SET EXERCISE:
Please retype every line of the listing below, keeping each character and line break unchanged.

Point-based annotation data
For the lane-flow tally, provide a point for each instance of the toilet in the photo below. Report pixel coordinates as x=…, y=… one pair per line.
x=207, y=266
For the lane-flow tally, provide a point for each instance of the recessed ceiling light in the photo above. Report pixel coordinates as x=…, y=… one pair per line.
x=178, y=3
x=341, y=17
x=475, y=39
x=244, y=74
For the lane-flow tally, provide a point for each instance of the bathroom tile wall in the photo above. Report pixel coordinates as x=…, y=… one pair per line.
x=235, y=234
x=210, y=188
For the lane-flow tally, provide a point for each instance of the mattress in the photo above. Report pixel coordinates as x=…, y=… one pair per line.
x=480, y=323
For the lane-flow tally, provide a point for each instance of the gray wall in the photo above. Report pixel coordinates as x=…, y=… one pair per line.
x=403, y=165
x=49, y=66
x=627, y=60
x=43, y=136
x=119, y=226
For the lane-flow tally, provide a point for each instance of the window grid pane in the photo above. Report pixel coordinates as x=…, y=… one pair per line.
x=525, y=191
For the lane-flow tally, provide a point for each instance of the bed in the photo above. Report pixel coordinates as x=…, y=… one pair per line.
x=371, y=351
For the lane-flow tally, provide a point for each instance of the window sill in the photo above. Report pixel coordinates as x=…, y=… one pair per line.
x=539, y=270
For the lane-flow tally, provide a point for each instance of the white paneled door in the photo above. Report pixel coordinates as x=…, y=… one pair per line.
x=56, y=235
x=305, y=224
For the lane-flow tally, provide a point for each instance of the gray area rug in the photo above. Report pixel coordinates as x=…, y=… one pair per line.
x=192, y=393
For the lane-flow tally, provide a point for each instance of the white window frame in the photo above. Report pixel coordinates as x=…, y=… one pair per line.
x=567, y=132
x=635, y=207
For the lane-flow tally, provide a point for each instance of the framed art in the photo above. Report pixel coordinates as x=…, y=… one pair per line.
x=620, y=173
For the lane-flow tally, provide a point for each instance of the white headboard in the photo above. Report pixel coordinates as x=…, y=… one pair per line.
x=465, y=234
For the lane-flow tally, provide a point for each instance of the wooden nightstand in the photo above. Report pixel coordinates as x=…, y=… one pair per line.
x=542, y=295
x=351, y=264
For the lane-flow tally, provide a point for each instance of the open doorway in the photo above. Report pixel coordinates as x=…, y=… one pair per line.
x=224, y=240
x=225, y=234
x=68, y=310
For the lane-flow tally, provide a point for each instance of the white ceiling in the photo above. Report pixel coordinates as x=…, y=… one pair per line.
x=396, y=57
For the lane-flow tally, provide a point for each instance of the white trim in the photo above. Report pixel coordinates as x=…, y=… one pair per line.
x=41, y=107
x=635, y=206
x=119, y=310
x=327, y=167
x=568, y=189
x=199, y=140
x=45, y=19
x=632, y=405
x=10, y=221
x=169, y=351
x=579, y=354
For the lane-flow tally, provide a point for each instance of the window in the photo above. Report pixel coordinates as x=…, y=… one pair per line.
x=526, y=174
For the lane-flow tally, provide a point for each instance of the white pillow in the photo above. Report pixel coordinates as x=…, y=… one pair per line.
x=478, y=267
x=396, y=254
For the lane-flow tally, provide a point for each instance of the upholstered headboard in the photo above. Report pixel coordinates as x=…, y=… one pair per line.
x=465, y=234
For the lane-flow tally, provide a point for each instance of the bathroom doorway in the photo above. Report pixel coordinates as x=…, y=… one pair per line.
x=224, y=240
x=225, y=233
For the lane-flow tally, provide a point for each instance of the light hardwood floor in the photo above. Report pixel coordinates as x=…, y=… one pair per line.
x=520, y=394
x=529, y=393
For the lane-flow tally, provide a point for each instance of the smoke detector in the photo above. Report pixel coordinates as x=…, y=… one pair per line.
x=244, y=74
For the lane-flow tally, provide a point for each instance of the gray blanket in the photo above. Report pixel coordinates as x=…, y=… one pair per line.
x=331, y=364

PROBLEM SOLUTION:
For the lane-flow tally, provide a point for each instance of the toilet in the photo below. Report pixel coordinates as x=…, y=… one pair per line.
x=207, y=266
For the lane-flow tally, provide a point for each instance of the recessed ceiling light in the photo above. Report pixel coordinates as x=…, y=… one pair per line.
x=178, y=3
x=341, y=17
x=475, y=39
x=244, y=74
For the lane-flow tally, provide a point for each instance of the bathroom tile wall in the photo above. Report pixel coordinates as x=…, y=… one pair per line.
x=235, y=234
x=210, y=188
For the lane-flow tally, provide a point for each instance of the mattress in the photo above. Report pixel coordinates as x=…, y=… one pair per line.
x=480, y=323
For the lane-flow tally, provide a point for each instance of the gray wall in the photo above. Report pixel coordinates as x=…, y=… one pair per line.
x=403, y=165
x=49, y=66
x=627, y=60
x=43, y=136
x=119, y=226
For the lane-flow tally, provide a point for each instance of the window grid pane in the photo above. Report pixel coordinates as x=…, y=… one pair per line.
x=525, y=191
For the lane-flow tally, provide a point for each instance of the bed in the photo above. Report pixel coordinates as x=…, y=… one pair per line.
x=371, y=351
For the lane-flow tally, provide a point for each instance of the window sill in the photo above. Report pixel coordinates as x=…, y=… one pair per line.
x=539, y=270
For the lane-flow tally, provide a point for each instance of the white paneled door in the photo above. Report pixel coordinates as x=…, y=… one pair per line.
x=56, y=235
x=305, y=224
For the lane-flow tally, provide a point for each instance of the gray area rug in the photo above. Report pixel coordinates as x=…, y=… one pair per line.
x=192, y=393
For the lane-flow tally, provide a point for each instance of the white window frame in the photo above. Report pixel coordinates as x=…, y=… one pair per line.
x=567, y=132
x=635, y=207
For the lane-flow tally, provide a point for each instance of the framed art in the photo above. Report pixel coordinates as x=…, y=… one pair per line.
x=620, y=173
For the lane-flow tally, provide a point for each instance of the white headboard in the photo above. Report pixel coordinates as x=…, y=… one pair per line.
x=465, y=234
For the lane-flow tally, provide a point for each instance of the wooden nightstand in the photo above. Report pixel coordinates as x=…, y=… one pair per line.
x=542, y=295
x=351, y=264
For the lane-flow tally, provide a point for each instance of the open doorway in the photo above. Report pixel coordinates as x=…, y=… one pair per line.
x=224, y=240
x=225, y=234
x=68, y=310
For the lane-flow tally, provide a point for each instance of the white ceiling in the photo above. Report pixel coordinates as x=…, y=… one pair per line.
x=396, y=57
For the lane-flow tally, provide a point for each instance of the white trim in the photo above. Report pixel coordinates as x=…, y=… one pair per line.
x=41, y=107
x=635, y=206
x=119, y=310
x=327, y=167
x=568, y=189
x=199, y=140
x=45, y=19
x=632, y=405
x=10, y=221
x=169, y=351
x=579, y=354
For the lane-flow tally, provide a point for each instance of the window in the photo above. Report pixel coordinates as x=…, y=… one pair per line.
x=526, y=174
For the lane-flow tally, provide a point for each instance of the white pillow in the photo above. Report pixel coordinates as x=…, y=… one pair per line.
x=478, y=267
x=396, y=254
For the lane-flow tally, provide a point for each instance of the upholstered headboard in the photo above. Report pixel coordinates as x=…, y=… one pair per line.
x=465, y=234
For the lane-flow tally, provide a point for each instance of the bathroom doorway in the photo above. Report pixel coordinates as x=…, y=… one pair per line.
x=224, y=240
x=225, y=233
For the lane-flow tally, provide a point for each instance of the light hardwood floor in the photo above. Report pixel coordinates as x=…, y=… one pair per line.
x=520, y=394
x=529, y=393
For the lane-flow tally, provide a point for each instance of the smoke detector in the photo above. Report pixel coordinates as x=…, y=… one pair per line.
x=244, y=74
For the lane-flow tally, provide a point for each instance of the gray blanket in the photo above. Report pixel coordinates as x=…, y=… one pair per line.
x=331, y=364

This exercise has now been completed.